▶ _Exercise requirements_
Render the data below as a numbered list, leaving out any blank lines.

◆ ◆ ◆

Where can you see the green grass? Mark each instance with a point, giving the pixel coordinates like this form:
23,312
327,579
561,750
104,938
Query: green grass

◆ ◆ ◆

▶ _Output for this task_
1. Where can you see the green grass? Mark each instance with a point, giving the pixel coordinates like this form:
2. 23,312
3. 327,579
4. 561,750
5. 104,938
6. Query: green grass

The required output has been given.